= SOURCE EXTRACT =
========================================================================
Posted: Jun 29, 2004 04:13 PM
Re: I want to switch back to separate checking accounts
Open a CD and have a set amount automatically deducted from your joint checking... this way you are saving and cannot take out money from it without incurring a penalty.
Xelindrya
Posted: Jun 29, 2004 04:17 PM+

Posted: Jun 29, 2004 04:17 PM
Re: I want to switch back to separate checking accounts
Just a suggestion but instead of dissolving this joint account, how about opening another one JUST for bills. We have a joint account and we have a separate account. It’s nice for him cause he likes to just ‘buy’ stuff. I like it because I make him write me a check from his account to put into the joint account for bills. For a while, he had no access to the joint account other than actually showing up to the bank to withdraw money (his never had an ATM card, it was a goof) so Jim is used to not spending from ‘that’ account. It took only one bounced check for him to see how disappointed, annoyed and frustrated I was.
Niecey
Posted: Jun 29, 2004 04:19 PM+

Posted: Jun 29, 2004 04:19 PM
Re: I want to switch back to separate checking accounts
DH and I both have separate checking accounts...it works for us. We have a joint savings account which we make sure a certain $ amount is deposited into each month. We are both savers and separate checking accounts have nothing to do with spending too much money...more we just feel we should both have the freedom to do what we want with the moeny we earn once we save a certain amount a month - plus I am more anal about saving atm receipts and stuff than he is and he gets annoyed if I ask him for them and such..so we keep it separate.
ChristineC68
Posted: Jun 29, 2004 04:22 PM+

Posted: Jun 29, 2004 04:22 PM
Re: I want to switch back to separate checking accounts
I don't think you are being unreasonable at all - planning for your financial future is very important.What is insulting to him about having seperate accounts for play money? We each have our own accounts for incidentals and it works fine.
Why won't he conform or try to stick to a budget? I know it's not easy, but we do our best to meet our savings goals every month.
antoinette
Posted: Jun 29, 2004 04:25 PM+

Posted: Jun 29, 2004 04:25 PM
Re: I want to switch back to separate checking accounts
Posted by ChristineC68
I don't think you are being unreasonable at all - planning for your financial future is very important.
What is insulting to him about having seperate accounts for play money? We each have our own accounts for incidentals and it works fine.
Why won't he conform or try to stick to a budget? I know it's not easy, but we do our best to meet our savings goals every month.
Dh has a live for today attitude, which is why i love him but when it comes to finances someone has to buckle down and that someone is me, unfortunately.
========================================================================
= WORK TO COMPLETE =
[A] Copy the checking accounts thread from "Posted: Jun 29, 2004 04:13" up to and including "incurring a penalty.".
[B] Proceed with the checking accounts thread, picking up right after its last sentence.
These items were taken from a source separate from the checking accounts thread.

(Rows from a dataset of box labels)
========================================================================
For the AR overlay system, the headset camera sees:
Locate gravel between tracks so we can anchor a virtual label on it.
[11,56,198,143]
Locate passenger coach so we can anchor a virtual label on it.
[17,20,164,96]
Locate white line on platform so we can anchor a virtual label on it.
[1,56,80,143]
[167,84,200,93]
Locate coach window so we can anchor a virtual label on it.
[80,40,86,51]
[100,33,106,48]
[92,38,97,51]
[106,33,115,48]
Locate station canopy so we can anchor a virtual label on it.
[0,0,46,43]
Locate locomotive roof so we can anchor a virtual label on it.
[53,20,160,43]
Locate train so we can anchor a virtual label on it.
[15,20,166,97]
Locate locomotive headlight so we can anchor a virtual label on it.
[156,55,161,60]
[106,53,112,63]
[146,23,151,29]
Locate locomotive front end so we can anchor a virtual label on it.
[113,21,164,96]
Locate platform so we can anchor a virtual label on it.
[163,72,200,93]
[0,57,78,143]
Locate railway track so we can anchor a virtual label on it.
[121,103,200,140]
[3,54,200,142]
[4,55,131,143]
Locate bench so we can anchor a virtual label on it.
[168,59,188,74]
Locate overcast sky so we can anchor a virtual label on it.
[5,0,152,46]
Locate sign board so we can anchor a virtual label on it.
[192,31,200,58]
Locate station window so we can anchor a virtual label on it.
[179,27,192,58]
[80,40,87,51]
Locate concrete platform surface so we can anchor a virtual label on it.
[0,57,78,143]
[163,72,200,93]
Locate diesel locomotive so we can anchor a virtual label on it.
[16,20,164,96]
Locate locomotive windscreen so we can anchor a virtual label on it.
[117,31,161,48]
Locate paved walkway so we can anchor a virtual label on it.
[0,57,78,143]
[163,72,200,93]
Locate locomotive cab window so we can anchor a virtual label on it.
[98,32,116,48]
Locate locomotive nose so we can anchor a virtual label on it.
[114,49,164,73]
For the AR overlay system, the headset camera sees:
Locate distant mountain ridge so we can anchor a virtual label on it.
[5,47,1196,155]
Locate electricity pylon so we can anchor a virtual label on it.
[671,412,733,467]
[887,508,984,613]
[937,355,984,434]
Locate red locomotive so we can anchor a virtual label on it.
========================================================================
= RESULTS =
[A]
Posted: Jun 29, 2004 04:13 PM
Re: I want to switch back to separate checking accounts
Open a CD and have a set amount automatically deducted from your joint checking... this way you are saving and cannot take out money from it without incurring a penalty.

[B]
luvsun27
Posted: Jun 29, 2004 04:36 PM+

Posted: Jun 29, 2004 04:36 PM
Re: I want to switch back to separate checking accounts
We have separate accounts...sort of. DH has a checking account...and I have a checking account. A certain amount of his paycheck gets direct deposited in my checking account...and I take care of all the bills and my own spending money. I worry about how much we save and he doesn't know or get involved. He gets an 'allowance' which is the balance in his checking account which he can spend at will. When it's gone...it's gone. He gets a 'lecture' if he asks me for money if he's spent it all...so he's learned to keep quiet or make it last the whole week.
don424
Posted: Jun 29, 2004 04:36 PM+

Posted: Jun 29, 2004 04:36 PM
Re: I want to switch back to separate checking accounts
from a male perspective -- i disagree with separate accounts, marriage is about trust and money is one of the biggest trust issues. It is crucial that each one knows what the other is doing. Putting money aside only insinuates that you don't trust the other person with that money
antoinette
Posted: Jun 29, 2004 04:44 PM+

Posted: Jun 29, 2004 04:44 PM
Re: I want to switch back to separate checking accounts
Posted by don424
from a male perspective -- i disagree with separate accounts, marriage is about trust and money is one of the biggest trust issues. It is crucial that each one knows what the other is doing. Putting money aside only insinuates that you don't trust the other person with that money
that is EXACTLY what my dh said.
ChristineC68
Posted: Jun 29, 2004 04:45 PM+

Posted: Jun 29, 2004 04:45 PM
Re: I want to switch back to separate checking accounts
Posted by don424
from a male perspective -- i disagree with separate accounts, marriage is about trust and money is one of the biggest trust issues. It is crucial that each one knows what the other is doing. Putting money aside only insinuates that you don't trust the other person with that money
My DH & I trust each other 1000000%. We have seperate accounts for personal day to day spending, no one is high tailing to vegas with it.
Xelindrya
Posted: Jun 29, 2004 04:46 PM+

Posted: Jun 29, 2004 04:46 PM
Re: I want to switch back to separate checking accounts
Posted by don424
from a male perspective -- i disagree with separate accounts, marriage is about trust and money is one of the biggest trust issues. It is crucial that each one knows what the other is doing. Putting money aside only insinuates that you don't trust the other person with that money
I have to agree.
ETA: its one thing to always have separate accounts, it's another to try to back out of a joint acct.
don424
Posted: Jun 29, 2004 04:47 PM+

Posted: Jun 29, 2004 04:47 PM
Re: I want to switch back to separate checking accounts
because then you'll wonder if the other is truthful with the paychecks -- how do you know he or she is being honest about the amount he or she is putting in the private checking account
eogara
Posted: Jun 29, 2004 04:56 PM+

Posted: Jun 29, 2004 04:56 PM
Re: I want to switch back to separate checking accounts
Posted by don424
from a male perspective -- i disagree with separate accounts, marriage is about trust and money is one of the biggest trust issues. It is crucial that each one knows what the other is doing. Putting money aside only insinuates that you don't trust the other person with that money
I agree with this and I suppose I am from the female perspective.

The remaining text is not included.